Your goal: In the excerpt on science and human nature, replace "narrative" with "story" in the passage that opens with the words "This knowledge can" and closes with "organizing human societies.", then give that passage in full.

Extract provided:
::::::::::

This knowledge can help us develop a new, more reliable narrative about human nature, which in turn may help us design more effective and adaptive social and economic policies, institutions and technologies. One of the most striking themes of the new scientific knowledge is the importance of trust, cooperation and reciprocity as vital survival traits for the human species. As we will see in a series of posts that I plan for October, evolutionary sciences lend remarkable support to the commons as a paradigm for organizing human societies.

Interestingly, Adam Smith, the founder of free market economics, anticipated many of the key ideas of neuroscience and evolutionary theory. He fashioned a vocabulary and framework for economics that is not only still active and credible today, it is being verified by a new generation of behavioral, evolutionary and neuro-economists. Smith’s notion of the “invisible hand” anticipated Charles Darwin’s theory of Natural Selection by more than a half century, and continues to be intuitively compelling as a natural regulatory and selective mechanism. Likewise, Smith’s theory of moral sentiments as “moral instincts” anticipated Darwin’s writings on instinct and emotion, as well as the discovery of “social emotions” by evolutionary psychologists and neuroscientists in the 21st century.

Since in Smith’s time there was no way to measure “moral sentiments” or the “invisible hands” of natural regulation, Smith and his contemporaries’ accounts were speculative and pre-scientific. This is no longer the case. Science is opening up the human brain for public inspection. The brain is no longer a “black box,” and mechanisms and pathways of “moral sentiments” can now be seen as measurable, identifiable parts of the brain with known behaviors and pathways. We need not rely on the useful “fiction” of the “State of Nature” or the ideal of the “noble savage.” Such inventions can now be replaced by exhaustive behaviorial studies of primates and cross-cultural studies of highly diverse cultures. Evolutionary biology provides a theoretical basis for understanding why and how certain types of moral sentiments evolved, how they are triggered, and how they improve or compromise individual and group fitness.

Scientists are discovering that many forms of social change and innovation are not the result of “visible,” large-scale economic forces, policies, geographic factors, or charismatic leaders. They are, instead, the result of unintended interactions of contending, self-organizing social networks resulting in myriads of “invisible” micro-interactions. These interactions randomly recombine old rules and categories into new rules of interaction and exchange.

::::::::::

Supplied information:
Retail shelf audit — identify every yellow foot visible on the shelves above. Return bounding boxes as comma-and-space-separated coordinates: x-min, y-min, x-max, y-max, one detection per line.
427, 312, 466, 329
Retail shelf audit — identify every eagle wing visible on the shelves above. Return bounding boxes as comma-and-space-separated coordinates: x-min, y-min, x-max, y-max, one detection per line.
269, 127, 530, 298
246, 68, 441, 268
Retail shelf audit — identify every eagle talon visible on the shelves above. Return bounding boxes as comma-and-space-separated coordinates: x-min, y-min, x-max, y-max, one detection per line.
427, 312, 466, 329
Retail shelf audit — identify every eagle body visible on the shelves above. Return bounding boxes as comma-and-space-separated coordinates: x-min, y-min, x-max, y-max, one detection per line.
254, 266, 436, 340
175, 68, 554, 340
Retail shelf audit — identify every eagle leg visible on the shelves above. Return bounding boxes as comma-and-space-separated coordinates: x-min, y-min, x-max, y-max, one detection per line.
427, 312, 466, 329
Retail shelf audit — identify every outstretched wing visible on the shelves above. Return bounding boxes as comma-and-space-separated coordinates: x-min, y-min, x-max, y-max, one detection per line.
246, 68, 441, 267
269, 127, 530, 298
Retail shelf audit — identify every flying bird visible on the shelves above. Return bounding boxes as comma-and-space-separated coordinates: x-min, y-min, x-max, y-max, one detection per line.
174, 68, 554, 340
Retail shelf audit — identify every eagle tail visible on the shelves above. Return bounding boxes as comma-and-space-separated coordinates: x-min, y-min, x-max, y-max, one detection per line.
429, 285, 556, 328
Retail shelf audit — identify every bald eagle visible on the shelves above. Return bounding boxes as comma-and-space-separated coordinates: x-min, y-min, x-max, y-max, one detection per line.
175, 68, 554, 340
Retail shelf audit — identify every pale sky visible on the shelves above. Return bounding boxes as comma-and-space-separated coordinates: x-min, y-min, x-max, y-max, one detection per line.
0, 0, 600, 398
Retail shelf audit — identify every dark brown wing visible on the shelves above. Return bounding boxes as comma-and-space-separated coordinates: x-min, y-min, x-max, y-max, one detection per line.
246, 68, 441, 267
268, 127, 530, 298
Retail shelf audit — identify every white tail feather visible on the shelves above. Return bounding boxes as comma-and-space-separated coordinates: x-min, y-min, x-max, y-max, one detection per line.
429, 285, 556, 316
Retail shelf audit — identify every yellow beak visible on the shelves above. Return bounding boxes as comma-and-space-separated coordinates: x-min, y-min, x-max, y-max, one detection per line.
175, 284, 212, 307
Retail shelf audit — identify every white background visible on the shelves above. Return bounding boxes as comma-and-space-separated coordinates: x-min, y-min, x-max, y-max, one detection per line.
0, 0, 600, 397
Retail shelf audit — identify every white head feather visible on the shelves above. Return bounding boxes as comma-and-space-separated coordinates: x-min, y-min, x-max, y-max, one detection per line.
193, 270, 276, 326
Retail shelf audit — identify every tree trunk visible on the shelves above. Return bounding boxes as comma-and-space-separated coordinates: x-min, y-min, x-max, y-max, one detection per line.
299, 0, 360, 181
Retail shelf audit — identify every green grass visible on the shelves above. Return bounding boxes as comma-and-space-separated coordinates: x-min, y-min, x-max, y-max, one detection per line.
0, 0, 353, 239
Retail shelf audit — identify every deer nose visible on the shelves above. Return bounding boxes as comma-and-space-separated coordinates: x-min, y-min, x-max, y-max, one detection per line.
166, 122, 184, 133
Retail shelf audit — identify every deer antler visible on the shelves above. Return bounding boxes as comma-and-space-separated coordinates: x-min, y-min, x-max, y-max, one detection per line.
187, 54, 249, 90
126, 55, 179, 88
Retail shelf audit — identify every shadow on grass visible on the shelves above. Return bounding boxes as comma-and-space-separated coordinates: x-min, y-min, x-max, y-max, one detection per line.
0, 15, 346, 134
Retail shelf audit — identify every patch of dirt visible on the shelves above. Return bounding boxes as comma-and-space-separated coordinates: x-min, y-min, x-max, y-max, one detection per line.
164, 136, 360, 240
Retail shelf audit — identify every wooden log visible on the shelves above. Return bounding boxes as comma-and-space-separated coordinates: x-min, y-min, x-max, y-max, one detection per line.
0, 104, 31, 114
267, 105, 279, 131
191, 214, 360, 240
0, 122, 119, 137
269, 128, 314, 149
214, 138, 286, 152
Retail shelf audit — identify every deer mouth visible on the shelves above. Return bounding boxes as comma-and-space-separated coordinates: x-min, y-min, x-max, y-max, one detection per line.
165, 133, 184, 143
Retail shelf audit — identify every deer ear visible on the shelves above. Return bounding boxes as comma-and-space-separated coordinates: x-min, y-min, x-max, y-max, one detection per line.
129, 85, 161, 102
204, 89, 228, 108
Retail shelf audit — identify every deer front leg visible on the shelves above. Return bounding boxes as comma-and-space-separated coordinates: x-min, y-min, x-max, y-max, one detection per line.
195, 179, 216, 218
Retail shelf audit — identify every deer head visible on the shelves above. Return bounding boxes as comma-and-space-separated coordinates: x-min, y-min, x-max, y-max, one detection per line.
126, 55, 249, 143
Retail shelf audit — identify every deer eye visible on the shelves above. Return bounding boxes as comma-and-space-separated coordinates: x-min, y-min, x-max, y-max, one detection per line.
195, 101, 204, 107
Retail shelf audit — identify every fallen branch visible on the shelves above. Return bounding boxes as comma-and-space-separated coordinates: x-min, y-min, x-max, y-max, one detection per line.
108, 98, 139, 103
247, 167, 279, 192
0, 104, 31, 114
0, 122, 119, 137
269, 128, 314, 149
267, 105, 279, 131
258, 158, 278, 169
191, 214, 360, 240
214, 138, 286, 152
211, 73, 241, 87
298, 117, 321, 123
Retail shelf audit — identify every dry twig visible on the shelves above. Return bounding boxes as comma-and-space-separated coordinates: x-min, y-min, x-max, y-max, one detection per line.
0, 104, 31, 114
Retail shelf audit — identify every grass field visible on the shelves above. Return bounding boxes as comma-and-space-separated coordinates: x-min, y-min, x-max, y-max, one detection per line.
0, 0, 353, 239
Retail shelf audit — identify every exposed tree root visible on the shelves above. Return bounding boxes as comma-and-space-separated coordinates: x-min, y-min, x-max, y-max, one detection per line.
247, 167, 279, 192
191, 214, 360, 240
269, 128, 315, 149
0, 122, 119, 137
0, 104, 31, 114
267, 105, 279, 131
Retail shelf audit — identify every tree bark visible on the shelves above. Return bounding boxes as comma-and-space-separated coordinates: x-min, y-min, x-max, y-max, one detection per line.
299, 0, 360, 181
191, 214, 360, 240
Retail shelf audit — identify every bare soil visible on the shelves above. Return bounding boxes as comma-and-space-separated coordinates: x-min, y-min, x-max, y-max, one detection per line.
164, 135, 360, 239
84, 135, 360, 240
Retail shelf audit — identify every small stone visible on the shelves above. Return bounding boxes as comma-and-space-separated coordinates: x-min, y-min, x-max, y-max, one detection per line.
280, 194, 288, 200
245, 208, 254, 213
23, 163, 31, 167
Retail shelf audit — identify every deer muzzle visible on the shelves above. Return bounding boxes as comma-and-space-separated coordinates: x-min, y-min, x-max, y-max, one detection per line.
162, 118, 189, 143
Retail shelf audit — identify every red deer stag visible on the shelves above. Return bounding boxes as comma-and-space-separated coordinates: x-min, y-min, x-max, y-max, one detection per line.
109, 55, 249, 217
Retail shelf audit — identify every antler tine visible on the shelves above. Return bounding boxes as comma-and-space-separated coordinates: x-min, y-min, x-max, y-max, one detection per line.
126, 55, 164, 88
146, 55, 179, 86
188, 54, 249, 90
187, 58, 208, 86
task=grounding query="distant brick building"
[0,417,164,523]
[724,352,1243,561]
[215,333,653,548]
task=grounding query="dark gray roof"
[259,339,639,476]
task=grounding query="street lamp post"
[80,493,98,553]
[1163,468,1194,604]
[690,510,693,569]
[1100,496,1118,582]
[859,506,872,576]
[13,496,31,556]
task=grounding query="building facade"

::::::::::

Response to the task:
This knowledge can help us develop a new, more reliable story about human nature, which in turn may help us design more effective and adaptive social and economic policies, institutions and technologies. One of the most striking themes of the new scientific knowledge is the importance of trust, cooperation and reciprocity as vital survival traits for the human species. As we will see in a series of posts that I plan for October, evolutionary sciences lend remarkable support to the commons as a paradigm for organizing human societies.